(Raw data)
────────────────────────────────────────

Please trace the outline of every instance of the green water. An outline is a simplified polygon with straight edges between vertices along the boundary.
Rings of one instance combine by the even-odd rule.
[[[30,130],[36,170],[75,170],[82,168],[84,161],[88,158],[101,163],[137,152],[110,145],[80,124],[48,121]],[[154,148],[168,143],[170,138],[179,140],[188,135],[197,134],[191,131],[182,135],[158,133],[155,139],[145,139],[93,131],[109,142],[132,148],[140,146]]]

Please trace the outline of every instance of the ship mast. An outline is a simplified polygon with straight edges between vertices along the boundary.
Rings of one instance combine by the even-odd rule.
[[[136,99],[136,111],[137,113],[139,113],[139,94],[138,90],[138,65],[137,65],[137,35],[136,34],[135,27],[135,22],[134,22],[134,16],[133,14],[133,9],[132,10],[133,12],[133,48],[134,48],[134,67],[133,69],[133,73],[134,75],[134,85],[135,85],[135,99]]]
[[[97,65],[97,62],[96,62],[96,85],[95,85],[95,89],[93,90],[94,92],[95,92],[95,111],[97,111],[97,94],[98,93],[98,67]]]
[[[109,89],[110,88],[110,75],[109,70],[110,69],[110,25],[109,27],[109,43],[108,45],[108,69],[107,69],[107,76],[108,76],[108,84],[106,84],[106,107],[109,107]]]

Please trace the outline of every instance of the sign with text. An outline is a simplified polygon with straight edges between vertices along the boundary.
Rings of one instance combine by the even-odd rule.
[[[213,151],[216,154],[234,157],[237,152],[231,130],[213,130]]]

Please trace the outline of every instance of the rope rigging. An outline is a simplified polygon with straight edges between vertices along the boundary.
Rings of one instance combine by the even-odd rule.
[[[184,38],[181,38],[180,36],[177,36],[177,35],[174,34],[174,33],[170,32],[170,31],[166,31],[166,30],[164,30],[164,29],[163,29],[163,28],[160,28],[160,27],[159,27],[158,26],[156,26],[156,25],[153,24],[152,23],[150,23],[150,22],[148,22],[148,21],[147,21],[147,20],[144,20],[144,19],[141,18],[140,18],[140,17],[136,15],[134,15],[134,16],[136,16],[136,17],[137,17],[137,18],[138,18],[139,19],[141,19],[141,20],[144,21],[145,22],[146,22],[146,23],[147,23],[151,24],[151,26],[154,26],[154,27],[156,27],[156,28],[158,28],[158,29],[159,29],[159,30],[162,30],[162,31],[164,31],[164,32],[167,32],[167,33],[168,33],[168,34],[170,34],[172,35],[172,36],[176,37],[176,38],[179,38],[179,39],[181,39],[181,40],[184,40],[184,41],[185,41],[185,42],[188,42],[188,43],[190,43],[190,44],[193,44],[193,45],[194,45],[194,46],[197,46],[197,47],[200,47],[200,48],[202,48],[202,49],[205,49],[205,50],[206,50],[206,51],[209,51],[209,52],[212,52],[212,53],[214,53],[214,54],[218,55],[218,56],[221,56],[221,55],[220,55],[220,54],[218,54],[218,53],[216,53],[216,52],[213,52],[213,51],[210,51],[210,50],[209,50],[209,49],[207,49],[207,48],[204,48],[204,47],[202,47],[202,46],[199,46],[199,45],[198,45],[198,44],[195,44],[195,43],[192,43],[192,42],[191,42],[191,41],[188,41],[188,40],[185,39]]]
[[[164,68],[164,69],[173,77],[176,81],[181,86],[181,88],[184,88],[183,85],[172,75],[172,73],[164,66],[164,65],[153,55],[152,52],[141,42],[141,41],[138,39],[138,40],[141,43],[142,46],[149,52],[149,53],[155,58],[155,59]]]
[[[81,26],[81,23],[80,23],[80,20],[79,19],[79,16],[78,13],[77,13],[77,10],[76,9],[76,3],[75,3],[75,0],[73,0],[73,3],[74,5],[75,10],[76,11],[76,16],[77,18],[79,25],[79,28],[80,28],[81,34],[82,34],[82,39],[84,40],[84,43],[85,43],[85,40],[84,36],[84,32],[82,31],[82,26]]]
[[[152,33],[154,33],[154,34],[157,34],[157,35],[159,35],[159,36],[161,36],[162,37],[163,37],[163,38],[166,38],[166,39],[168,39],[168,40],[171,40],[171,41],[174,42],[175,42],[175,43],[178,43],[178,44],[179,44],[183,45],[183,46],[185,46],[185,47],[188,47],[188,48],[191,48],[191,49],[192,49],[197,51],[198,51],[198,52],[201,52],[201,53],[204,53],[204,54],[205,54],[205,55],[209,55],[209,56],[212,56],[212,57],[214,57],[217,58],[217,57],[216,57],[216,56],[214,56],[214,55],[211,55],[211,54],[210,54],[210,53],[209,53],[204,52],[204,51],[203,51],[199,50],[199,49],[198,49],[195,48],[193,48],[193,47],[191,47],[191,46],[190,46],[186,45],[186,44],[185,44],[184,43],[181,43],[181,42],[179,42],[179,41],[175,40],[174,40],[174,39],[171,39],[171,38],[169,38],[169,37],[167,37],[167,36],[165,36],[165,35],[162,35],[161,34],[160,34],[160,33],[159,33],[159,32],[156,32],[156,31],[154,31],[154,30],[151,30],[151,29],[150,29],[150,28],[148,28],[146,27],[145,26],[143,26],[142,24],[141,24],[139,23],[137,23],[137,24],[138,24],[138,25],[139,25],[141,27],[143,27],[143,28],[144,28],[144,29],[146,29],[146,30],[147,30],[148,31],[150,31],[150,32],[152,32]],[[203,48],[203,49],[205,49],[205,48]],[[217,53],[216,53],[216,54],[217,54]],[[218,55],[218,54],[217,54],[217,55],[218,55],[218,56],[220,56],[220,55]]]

────────────────────────────────────────

Output everything from the line containing "Please trace the outline of every instance of the sign" down to the line containing "[[[213,151],[216,154],[234,157],[237,152],[231,130],[213,130]]]", both included, as a numbered list with blank lines omitted.

→ **Result of this exercise**:
1. Please trace the outline of every instance of the sign with text. An outline is a simplified polygon with straight edges between vertices along the boundary.
2. Rings of one instance combine by the even-odd rule.
3. [[[213,151],[216,154],[234,157],[237,152],[231,130],[213,130]]]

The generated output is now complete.